<<<<
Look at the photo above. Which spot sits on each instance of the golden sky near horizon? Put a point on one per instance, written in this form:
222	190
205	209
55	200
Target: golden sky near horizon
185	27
>>>>
- BRIEF: Find every line in the material above that contains the string "horizon", and copy each of those lines in full. Case counts.

- RESPONSE BELOW:
Look at the photo above. Which spot sits on each instance of the golden sky near horizon? Put a point on one per instance, written in this form:
Target: golden sky near horizon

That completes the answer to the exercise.